Goal:
Carry on the back-and-forth about skepticism versus denial, starting right after its last line.

Selection:
* * *

Personally, I expect those who are trying to convince me that certain claims are true to present the evidence for them, not to tell me to go look for them elsewhere. That way, no one's time is being wasted.
No, skeptics do not just look at the evidence and decide its validity. They question the claims, approach them with doubt and skepticism. Where's your evidence that these sites did so with the claims? Do you see them approaching the claims skeptically, or just saying that they're true? |
You seem to be confusing skepticism with denial. |
No, skepticism is what I described above. Denial is refusing to believe them even if convincing evidence is presented.
Skepticism isn't automatically denying things david, |
I know. I didn't say it was. Are you twisting my words again?

* * *

Dataset extract:
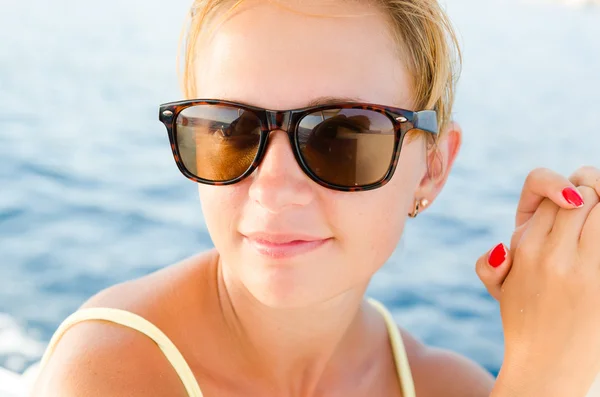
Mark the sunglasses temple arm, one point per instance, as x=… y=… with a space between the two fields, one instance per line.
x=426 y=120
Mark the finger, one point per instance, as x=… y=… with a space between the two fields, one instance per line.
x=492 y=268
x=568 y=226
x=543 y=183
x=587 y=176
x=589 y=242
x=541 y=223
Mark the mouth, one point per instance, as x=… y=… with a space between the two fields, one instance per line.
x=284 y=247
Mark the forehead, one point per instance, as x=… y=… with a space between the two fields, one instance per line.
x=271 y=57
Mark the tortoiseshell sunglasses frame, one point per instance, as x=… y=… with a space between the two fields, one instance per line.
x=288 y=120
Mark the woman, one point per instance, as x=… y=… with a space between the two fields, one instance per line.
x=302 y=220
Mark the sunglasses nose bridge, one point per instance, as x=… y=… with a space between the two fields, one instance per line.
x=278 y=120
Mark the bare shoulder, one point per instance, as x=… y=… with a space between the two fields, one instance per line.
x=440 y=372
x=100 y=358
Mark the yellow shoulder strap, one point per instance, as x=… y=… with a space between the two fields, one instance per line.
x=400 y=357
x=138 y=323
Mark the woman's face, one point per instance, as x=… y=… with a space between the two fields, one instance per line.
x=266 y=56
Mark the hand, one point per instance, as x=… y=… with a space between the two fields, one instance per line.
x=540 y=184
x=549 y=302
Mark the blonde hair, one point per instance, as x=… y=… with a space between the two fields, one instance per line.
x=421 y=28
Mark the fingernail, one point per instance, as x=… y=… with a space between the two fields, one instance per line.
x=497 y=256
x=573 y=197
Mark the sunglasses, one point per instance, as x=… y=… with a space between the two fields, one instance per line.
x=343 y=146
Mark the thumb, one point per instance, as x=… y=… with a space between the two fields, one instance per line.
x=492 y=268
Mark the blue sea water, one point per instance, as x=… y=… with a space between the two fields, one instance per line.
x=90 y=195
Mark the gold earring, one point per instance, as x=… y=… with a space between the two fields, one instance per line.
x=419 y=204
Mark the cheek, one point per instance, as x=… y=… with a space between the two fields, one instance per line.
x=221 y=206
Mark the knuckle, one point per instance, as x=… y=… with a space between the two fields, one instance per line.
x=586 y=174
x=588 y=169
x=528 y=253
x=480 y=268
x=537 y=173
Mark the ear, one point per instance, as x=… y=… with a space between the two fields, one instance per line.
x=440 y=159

* * *

Response to this exercise:
it is looking for at the empirical evidence to back up what ever claim is made. Skeptics look at the evidence and weigh it. |
Sorry, but you're leaving the skepticism out of your description of skepticism. Skepticism isn't just about looking a the evidence and making a decision, but about bringing an initial approach of doubt to the claims, refusing to believe unless and until the evidence itself is enough to convince you. None of those sites you linked showed any evidence of them taking a skeptical approach to the claims. None of them suggest that they initially doubted the claims to be true, but then were swayed by the evidence.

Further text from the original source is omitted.